Inspiratif

Inspiratif Bertani Pepaya Bangkitkan Kemandirian

Inspiratif Bertani Pepaya Bangkitkan Kemandirian
Inspiratif Bertani Pepaya Bangkitkan Kemandirian

JAKARTA - Di balik sejuknya udara pegunungan Kulon Progo, terdapat kisah penuh semangat dari pasangan suami istri Supriyono (59) dan Murjiyah (57) yang kini hidup mandiri secara ekonomi berkat ketekunan mereka bertani pepaya dan beternak kambing. Berawal dari keterbatasan ekonomi dan menjadi penerima manfaat Program Keluarga Harapan (PKH), kini keduanya mampu berdiri di atas kaki sendiri, menunjukkan bahwa tekad dan kerja keras bisa membawa perubahan besar dalam hidup.

Dengan berbekal semangat pantang menyerah, Supriyono dan Murjiyah menyulap keterbatasan menjadi peluang. Berlokasi di Kalurahan Banjararum, Kapanewon Kalibawang, Kabupaten Kulon Progo, Daerah Istimewa Yogyakarta, mereka perlahan menata kehidupan baru. Dari aktivitas sederhana menanam pepaya di tanah kas desa yang mereka sewa, mereka mampu mengantongi penghasilan mingguan yang cukup menjanjikan.

#### Tujuan Tugas
Tulis ulang kata demi kata bagian bacaan tentang petani pepaya Kulon Progo, mulai dari "JAKARTA - Di" terus sampai "besar dalam hidup.". Entri data ini diambil dari sumber lain.

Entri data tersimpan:
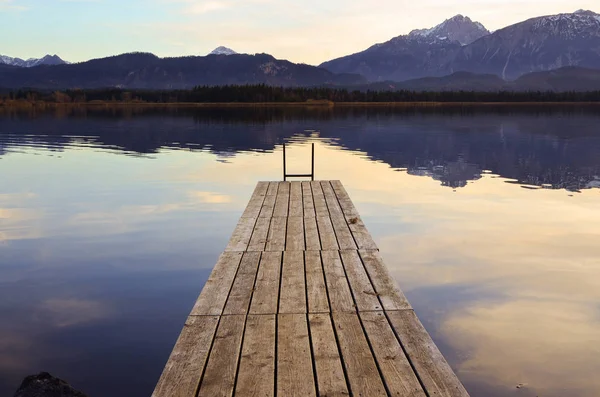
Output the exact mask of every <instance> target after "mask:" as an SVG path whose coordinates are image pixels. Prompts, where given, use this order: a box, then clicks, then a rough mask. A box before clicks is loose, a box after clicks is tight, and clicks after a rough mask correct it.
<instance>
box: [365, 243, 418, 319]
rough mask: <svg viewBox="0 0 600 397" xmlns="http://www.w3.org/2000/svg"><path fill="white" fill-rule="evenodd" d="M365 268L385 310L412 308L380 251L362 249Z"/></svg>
mask: <svg viewBox="0 0 600 397" xmlns="http://www.w3.org/2000/svg"><path fill="white" fill-rule="evenodd" d="M359 254H360V256H361V258H362V260H363V263H364V266H365V269H366V270H367V273H368V274H369V277H370V279H371V282H372V283H373V287H374V288H375V292H376V293H377V295H378V296H379V299H380V300H381V304H382V306H383V309H384V310H406V309H411V306H410V304H409V303H408V300H407V299H406V297H405V296H404V294H403V293H402V291H401V290H400V288H399V287H398V284H397V283H396V281H395V280H394V279H393V278H392V276H391V275H390V273H389V272H388V270H387V268H386V266H385V264H384V263H383V260H382V259H381V255H380V254H379V251H375V250H371V251H368V250H360V251H359Z"/></svg>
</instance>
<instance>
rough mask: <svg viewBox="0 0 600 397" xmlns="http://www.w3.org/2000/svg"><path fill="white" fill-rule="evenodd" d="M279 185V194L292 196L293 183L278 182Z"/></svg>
mask: <svg viewBox="0 0 600 397" xmlns="http://www.w3.org/2000/svg"><path fill="white" fill-rule="evenodd" d="M277 183H278V184H279V190H278V194H279V193H281V194H287V195H288V196H289V195H290V186H291V182H287V181H284V182H277Z"/></svg>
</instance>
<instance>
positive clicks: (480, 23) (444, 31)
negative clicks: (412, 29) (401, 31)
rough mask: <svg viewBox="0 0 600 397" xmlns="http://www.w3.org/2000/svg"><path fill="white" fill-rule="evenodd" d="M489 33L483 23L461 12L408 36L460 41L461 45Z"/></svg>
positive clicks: (454, 40)
mask: <svg viewBox="0 0 600 397" xmlns="http://www.w3.org/2000/svg"><path fill="white" fill-rule="evenodd" d="M488 34H490V32H489V31H488V30H487V29H486V28H485V26H483V25H482V24H481V23H479V22H473V21H472V20H471V19H470V18H469V17H465V16H463V15H460V14H459V15H456V16H454V17H452V18H450V19H447V20H445V21H444V22H442V23H441V24H439V25H437V26H434V27H433V28H430V29H416V30H413V31H412V32H410V33H409V34H408V36H409V37H413V38H414V37H424V38H428V39H430V40H434V41H458V42H459V43H460V44H461V45H467V44H470V43H472V42H474V41H475V40H477V39H479V38H481V37H483V36H486V35H488Z"/></svg>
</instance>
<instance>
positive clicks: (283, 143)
mask: <svg viewBox="0 0 600 397" xmlns="http://www.w3.org/2000/svg"><path fill="white" fill-rule="evenodd" d="M283 181H284V182H285V181H287V174H286V173H285V142H284V143H283Z"/></svg>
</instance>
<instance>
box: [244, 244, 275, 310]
mask: <svg viewBox="0 0 600 397" xmlns="http://www.w3.org/2000/svg"><path fill="white" fill-rule="evenodd" d="M280 272H281V252H263V254H262V256H261V258H260V264H259V265H258V274H257V275H256V282H255V284H254V285H255V286H254V294H253V295H252V303H251V304H250V313H251V314H273V313H277V301H278V299H279V276H280Z"/></svg>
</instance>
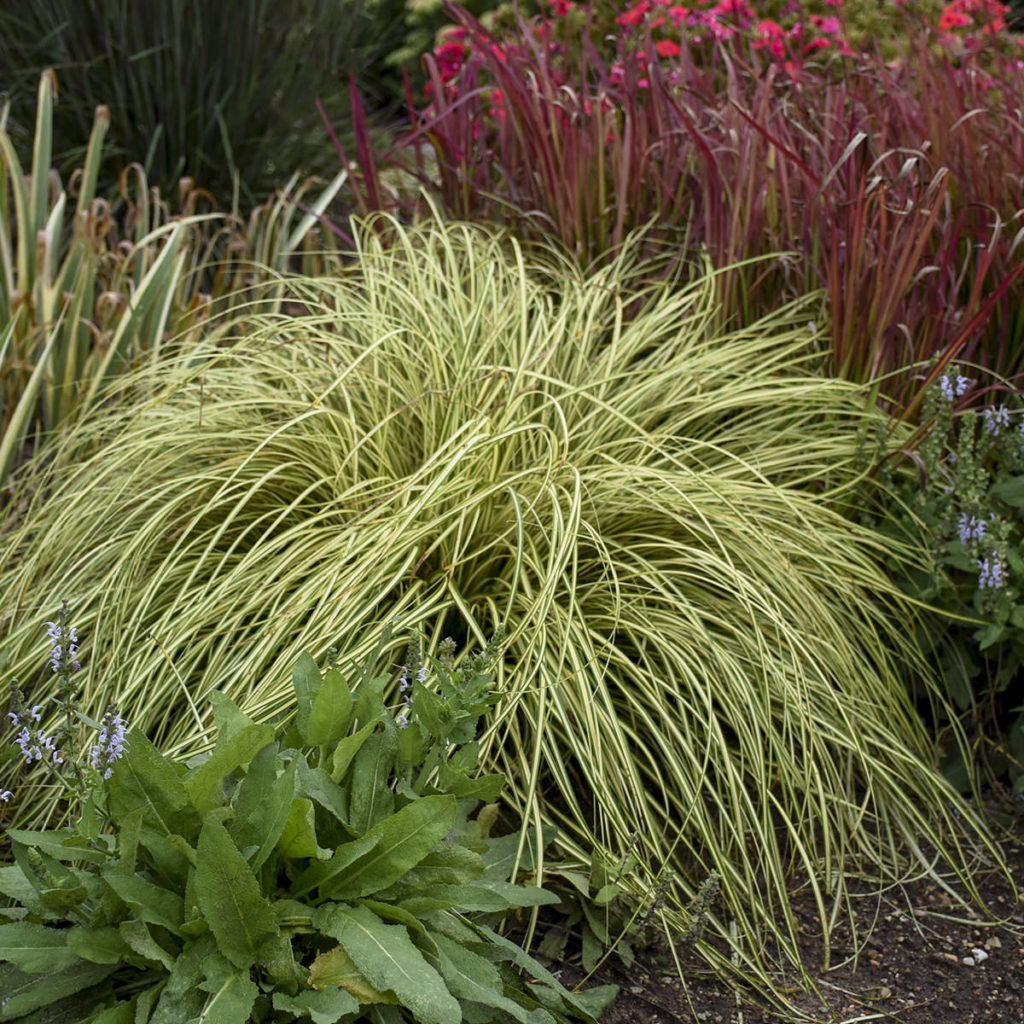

#### Penyelesaian Tugas
JAKARTA - Di balik sejuknya udara pegunungan Kulon Progo, terdapat kisah penuh semangat dari pasangan suami istri Supriyono (59) dan Murjiyah (57) yang kini hidup mandiri secara ekonomi berkat ketekunan mereka bertani pepaya dan beternak kambing. Berawal dari keterbatasan ekonomi dan menjadi penerima manfaat Program Keluarga Harapan (PKH), kini keduanya mampu berdiri di atas kaki sendiri, menunjukkan bahwa tekad dan kerja keras bisa membawa perubahan besar dalam hidup.